» **What you are asked to do**: Report each line in the records below that contains the string "audit". Uppercase and lowercase count as different, so match them exactly.

[Labeled-object pointing entries]
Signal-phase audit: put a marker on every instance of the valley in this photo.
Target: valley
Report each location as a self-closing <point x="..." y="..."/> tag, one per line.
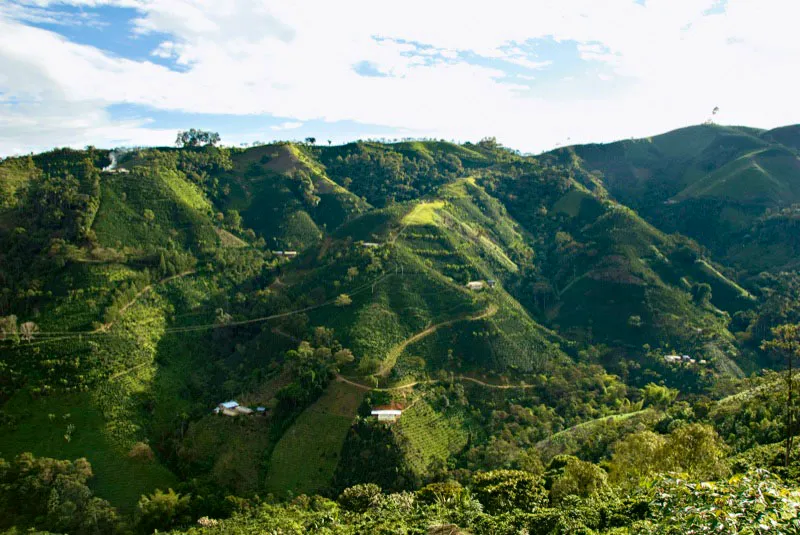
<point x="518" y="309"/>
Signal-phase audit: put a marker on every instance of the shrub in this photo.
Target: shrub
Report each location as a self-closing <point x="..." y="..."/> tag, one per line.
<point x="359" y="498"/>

...

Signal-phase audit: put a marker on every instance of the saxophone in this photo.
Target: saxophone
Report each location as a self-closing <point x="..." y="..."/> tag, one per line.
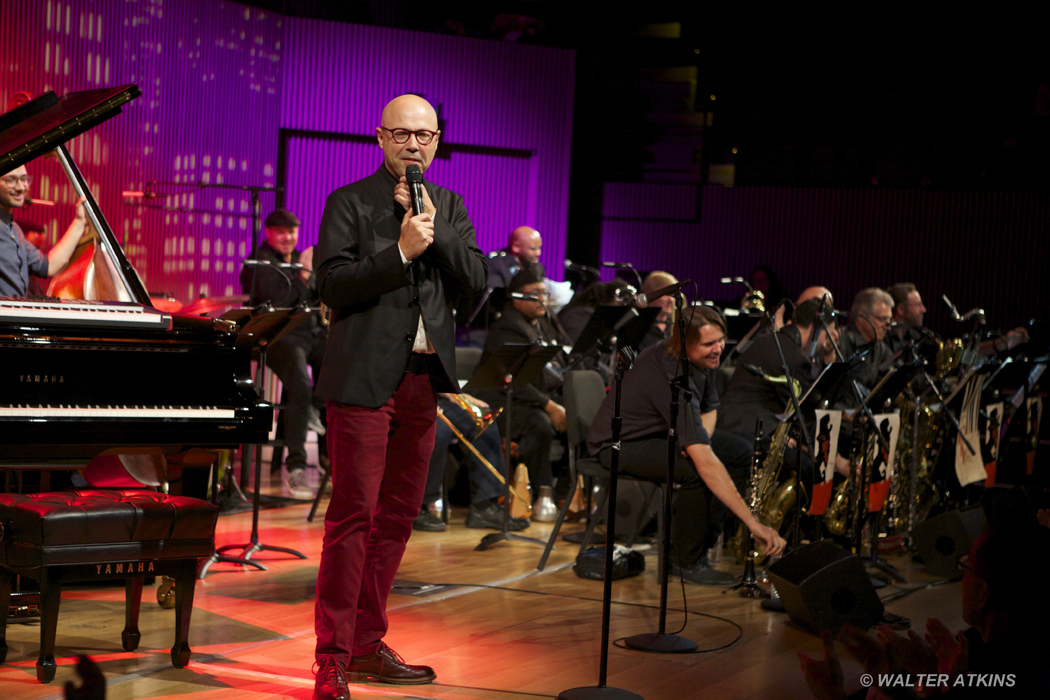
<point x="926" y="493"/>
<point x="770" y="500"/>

» **Solution**:
Signal-phase audit: put a marker on every instance of the valley in this photo.
Signal-phase audit: put a marker on every instance of the shrub in this photo.
Signal-phase audit: put a marker on every instance of the saxophone in this photo.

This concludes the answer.